EXERCISE BRIEF> Once more, print the records exactly as given.

INPUT RECORDS>
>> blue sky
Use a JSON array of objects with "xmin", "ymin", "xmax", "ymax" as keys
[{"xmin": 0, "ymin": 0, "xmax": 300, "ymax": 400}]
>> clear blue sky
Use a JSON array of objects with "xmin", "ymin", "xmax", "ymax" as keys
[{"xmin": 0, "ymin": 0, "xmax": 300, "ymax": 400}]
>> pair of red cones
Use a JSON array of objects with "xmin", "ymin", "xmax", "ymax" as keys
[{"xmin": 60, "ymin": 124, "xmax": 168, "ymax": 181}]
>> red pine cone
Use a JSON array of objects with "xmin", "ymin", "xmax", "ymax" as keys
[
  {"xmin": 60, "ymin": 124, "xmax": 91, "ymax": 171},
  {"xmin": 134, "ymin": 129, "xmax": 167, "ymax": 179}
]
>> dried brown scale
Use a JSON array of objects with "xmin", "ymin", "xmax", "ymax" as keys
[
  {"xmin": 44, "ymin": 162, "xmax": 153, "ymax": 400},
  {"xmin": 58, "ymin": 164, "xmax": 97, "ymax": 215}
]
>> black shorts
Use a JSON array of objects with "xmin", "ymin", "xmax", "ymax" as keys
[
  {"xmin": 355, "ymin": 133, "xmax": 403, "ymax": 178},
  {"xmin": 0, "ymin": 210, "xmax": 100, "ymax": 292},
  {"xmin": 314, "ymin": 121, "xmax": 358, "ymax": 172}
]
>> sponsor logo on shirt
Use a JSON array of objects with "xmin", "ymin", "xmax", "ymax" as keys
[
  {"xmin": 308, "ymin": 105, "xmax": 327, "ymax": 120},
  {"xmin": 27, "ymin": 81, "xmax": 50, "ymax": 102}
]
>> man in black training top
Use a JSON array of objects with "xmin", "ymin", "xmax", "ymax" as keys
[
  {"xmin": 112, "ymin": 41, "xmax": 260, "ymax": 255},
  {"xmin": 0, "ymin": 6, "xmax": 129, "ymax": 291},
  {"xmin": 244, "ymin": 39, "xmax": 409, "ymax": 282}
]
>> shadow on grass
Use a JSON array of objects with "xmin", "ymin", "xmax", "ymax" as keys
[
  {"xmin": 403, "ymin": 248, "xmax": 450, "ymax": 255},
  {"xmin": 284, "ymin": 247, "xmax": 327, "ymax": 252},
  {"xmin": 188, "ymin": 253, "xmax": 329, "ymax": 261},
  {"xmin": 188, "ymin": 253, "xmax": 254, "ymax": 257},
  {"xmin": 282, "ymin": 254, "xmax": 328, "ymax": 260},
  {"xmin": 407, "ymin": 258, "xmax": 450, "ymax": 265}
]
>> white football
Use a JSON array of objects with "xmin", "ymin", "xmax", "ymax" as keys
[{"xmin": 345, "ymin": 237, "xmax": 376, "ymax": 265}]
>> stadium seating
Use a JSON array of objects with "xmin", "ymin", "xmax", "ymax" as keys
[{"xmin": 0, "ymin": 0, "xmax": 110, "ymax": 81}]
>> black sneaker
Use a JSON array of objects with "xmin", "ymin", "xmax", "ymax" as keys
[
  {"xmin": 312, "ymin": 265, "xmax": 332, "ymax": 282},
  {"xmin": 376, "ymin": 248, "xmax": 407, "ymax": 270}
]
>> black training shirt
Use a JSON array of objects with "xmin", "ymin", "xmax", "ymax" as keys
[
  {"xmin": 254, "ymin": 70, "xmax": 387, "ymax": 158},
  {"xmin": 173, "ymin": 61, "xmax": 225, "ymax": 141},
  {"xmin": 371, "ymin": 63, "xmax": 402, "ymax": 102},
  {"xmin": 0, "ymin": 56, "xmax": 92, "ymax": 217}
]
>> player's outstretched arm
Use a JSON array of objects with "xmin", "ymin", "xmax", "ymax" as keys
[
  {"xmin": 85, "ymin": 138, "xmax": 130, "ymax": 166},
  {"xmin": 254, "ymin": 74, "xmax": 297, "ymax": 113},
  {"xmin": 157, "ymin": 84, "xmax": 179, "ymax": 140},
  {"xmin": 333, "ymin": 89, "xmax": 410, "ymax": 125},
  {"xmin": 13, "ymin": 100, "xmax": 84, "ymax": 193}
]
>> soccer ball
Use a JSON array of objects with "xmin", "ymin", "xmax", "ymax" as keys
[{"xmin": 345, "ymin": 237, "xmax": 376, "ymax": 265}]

WRITTEN REPLY>
>> blue sky
Use a JSON array of objects with "xmin", "ymin", "xmax", "ymax" as keys
[{"xmin": 0, "ymin": 0, "xmax": 300, "ymax": 400}]
>> clear blue sky
Use a JSON array of objects with "xmin", "ymin", "xmax", "ymax" as keys
[{"xmin": 0, "ymin": 0, "xmax": 300, "ymax": 400}]
>> pair of red cones
Use a JSON array of objects with "xmin", "ymin", "xmax", "ymax" as keys
[{"xmin": 60, "ymin": 124, "xmax": 168, "ymax": 181}]
>> red pine cone
Use a JSON array of objects with "xmin", "ymin", "xmax", "ymax" as keys
[
  {"xmin": 60, "ymin": 124, "xmax": 91, "ymax": 171},
  {"xmin": 134, "ymin": 129, "xmax": 167, "ymax": 179}
]
>> dried brown scale
Use a JSON array of objects with "xmin", "ymin", "xmax", "ymax" as keys
[
  {"xmin": 44, "ymin": 162, "xmax": 153, "ymax": 400},
  {"xmin": 58, "ymin": 164, "xmax": 97, "ymax": 215}
]
>> black shorts
Use a JSON array of objects with "xmin", "ymin", "xmax", "ymax" as keys
[
  {"xmin": 355, "ymin": 133, "xmax": 403, "ymax": 178},
  {"xmin": 0, "ymin": 210, "xmax": 100, "ymax": 292},
  {"xmin": 314, "ymin": 121, "xmax": 358, "ymax": 172}
]
>> sponsor logo on shirt
Use a JSON array of objects with "xmin", "ymin", "xmax", "ymax" as keys
[
  {"xmin": 308, "ymin": 105, "xmax": 327, "ymax": 120},
  {"xmin": 27, "ymin": 81, "xmax": 50, "ymax": 102}
]
>> man in black training top
Use a JSON array of objects with "xmin", "ymin", "xmax", "ymax" as keys
[
  {"xmin": 112, "ymin": 41, "xmax": 260, "ymax": 255},
  {"xmin": 0, "ymin": 6, "xmax": 129, "ymax": 291},
  {"xmin": 244, "ymin": 39, "xmax": 409, "ymax": 282}
]
>> shadow on grass
Use a JSON array of objects with "xmin", "ymin", "xmax", "ymax" as keys
[
  {"xmin": 403, "ymin": 248, "xmax": 450, "ymax": 255},
  {"xmin": 284, "ymin": 247, "xmax": 327, "ymax": 252},
  {"xmin": 188, "ymin": 253, "xmax": 329, "ymax": 261},
  {"xmin": 188, "ymin": 253, "xmax": 254, "ymax": 257},
  {"xmin": 282, "ymin": 254, "xmax": 328, "ymax": 260},
  {"xmin": 407, "ymin": 258, "xmax": 450, "ymax": 265}
]
>> white football
Use a JSON array of objects with "xmin", "ymin", "xmax", "ymax" as keys
[{"xmin": 345, "ymin": 237, "xmax": 376, "ymax": 265}]
>> stadium seating
Use a JSON array of objects with "xmin", "ymin", "xmax", "ymax" as keys
[{"xmin": 0, "ymin": 0, "xmax": 110, "ymax": 81}]
>> black sneaker
Use a JSON array of objects with "xmin", "ymin", "xmax", "ymax" as keys
[
  {"xmin": 312, "ymin": 265, "xmax": 332, "ymax": 282},
  {"xmin": 376, "ymin": 248, "xmax": 407, "ymax": 270}
]
>> black training shirt
Use a JSON array of objects with "xmin", "ymin", "xmax", "ymax" as keys
[
  {"xmin": 254, "ymin": 70, "xmax": 387, "ymax": 158},
  {"xmin": 173, "ymin": 61, "xmax": 225, "ymax": 141},
  {"xmin": 371, "ymin": 63, "xmax": 402, "ymax": 102},
  {"xmin": 0, "ymin": 56, "xmax": 92, "ymax": 217}
]
>> player's outstretched arm
Use a JSON array of objects with "xmin", "ymin", "xmax", "ymax" as keys
[
  {"xmin": 85, "ymin": 138, "xmax": 130, "ymax": 166},
  {"xmin": 254, "ymin": 74, "xmax": 297, "ymax": 113},
  {"xmin": 157, "ymin": 84, "xmax": 179, "ymax": 140},
  {"xmin": 333, "ymin": 89, "xmax": 410, "ymax": 125},
  {"xmin": 13, "ymin": 100, "xmax": 84, "ymax": 193}
]
>> soccer ball
Use a JSON array of objects with "xmin", "ymin", "xmax", "ymax" as keys
[{"xmin": 345, "ymin": 237, "xmax": 376, "ymax": 265}]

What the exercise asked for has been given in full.